• **PROBLEM DETAILS**:
Among the entries below, find the lines with the word "format" and return them.
[SUPPLIED MATERIAL — start]
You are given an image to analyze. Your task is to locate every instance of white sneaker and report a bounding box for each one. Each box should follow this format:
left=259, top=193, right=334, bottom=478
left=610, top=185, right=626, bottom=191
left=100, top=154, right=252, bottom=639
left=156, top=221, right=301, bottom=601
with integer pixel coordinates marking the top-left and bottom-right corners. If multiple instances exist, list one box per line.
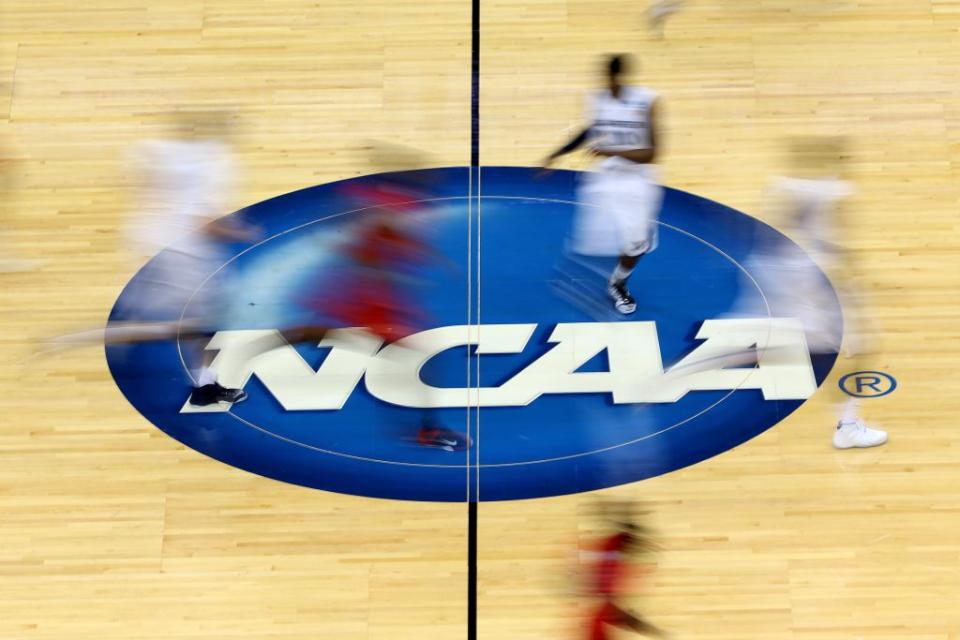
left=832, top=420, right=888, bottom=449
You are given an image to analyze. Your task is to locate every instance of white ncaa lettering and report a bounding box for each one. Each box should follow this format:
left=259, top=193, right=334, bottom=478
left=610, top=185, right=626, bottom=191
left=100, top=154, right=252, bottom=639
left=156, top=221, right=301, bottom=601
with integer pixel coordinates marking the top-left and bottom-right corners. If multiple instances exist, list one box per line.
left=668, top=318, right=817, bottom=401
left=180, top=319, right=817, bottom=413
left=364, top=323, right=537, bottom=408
[SUPPLIED MATERIAL — finish]
• **EXERCISE SOLUTION**:
You are given an image to analyze. Your task is to locate every instance of white sneaker and report a bounding box for each one. Each box should follow this format:
You are given an image to analyze. Your task is to locate every instance of white ncaa lettering and report a bounding box for each one. Each box should follow this format:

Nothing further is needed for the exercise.